Written exercise:
Copy every row below word for word, leaving out the pictures.

[Rows excerpted from a collection]
____

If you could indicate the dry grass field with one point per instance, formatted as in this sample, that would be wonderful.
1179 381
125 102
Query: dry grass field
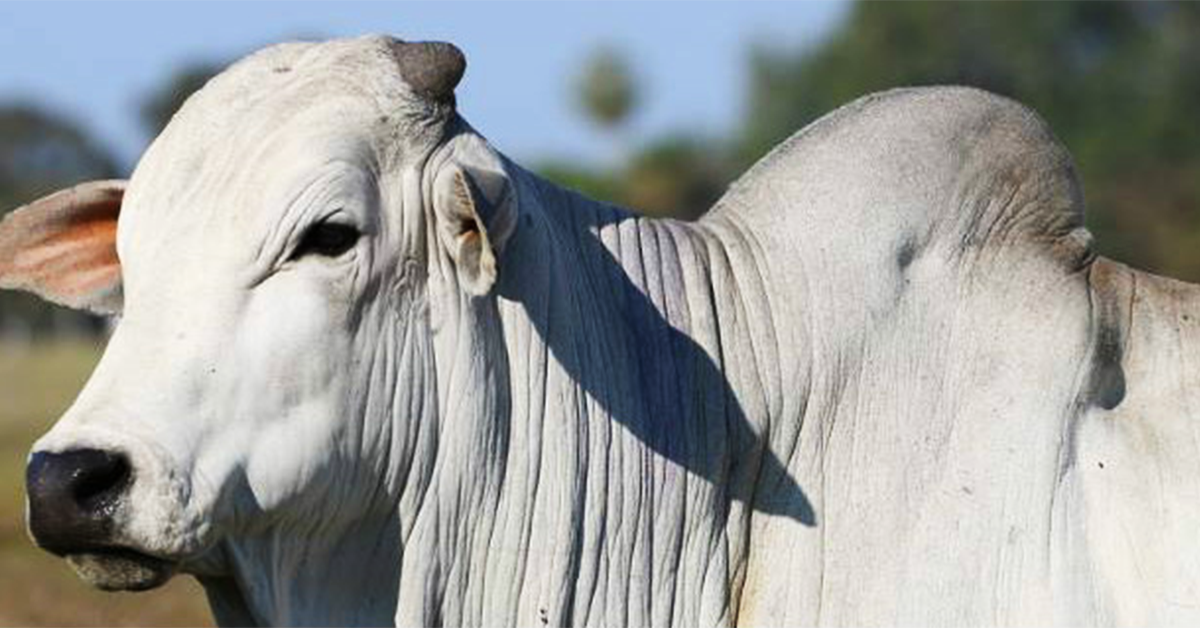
36 384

____

Output:
If you could indicate the dry grass field with one point per instance, formatted as in this sample, that would be wonderful.
1179 381
125 102
Query: dry grass field
36 384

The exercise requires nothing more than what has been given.